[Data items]
++++++++

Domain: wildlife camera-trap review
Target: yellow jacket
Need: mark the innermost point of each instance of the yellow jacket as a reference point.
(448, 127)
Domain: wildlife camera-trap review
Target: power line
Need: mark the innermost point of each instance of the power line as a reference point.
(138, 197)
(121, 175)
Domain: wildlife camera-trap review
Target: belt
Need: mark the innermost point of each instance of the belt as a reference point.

++++++++

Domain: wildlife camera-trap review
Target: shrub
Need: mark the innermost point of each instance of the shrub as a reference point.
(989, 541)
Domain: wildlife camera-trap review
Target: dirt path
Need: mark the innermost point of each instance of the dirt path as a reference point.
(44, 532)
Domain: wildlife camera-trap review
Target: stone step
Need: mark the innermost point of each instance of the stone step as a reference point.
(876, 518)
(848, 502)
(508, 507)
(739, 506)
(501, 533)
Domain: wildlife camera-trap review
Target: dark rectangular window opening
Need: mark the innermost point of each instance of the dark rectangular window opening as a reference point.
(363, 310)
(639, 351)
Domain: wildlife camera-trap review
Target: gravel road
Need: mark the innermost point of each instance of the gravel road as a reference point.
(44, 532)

++++++++

◆ Your instructions
Copy the lines of the data above exactly as written, beginning with the line containing "Target: belt" and ending with the line containing "Need: mark the innermost point of each instance of the belt", and leave out all other lines.

◆ Answer box
Target: belt
Need: mark the innermost point of each instance of the belt as a reference point.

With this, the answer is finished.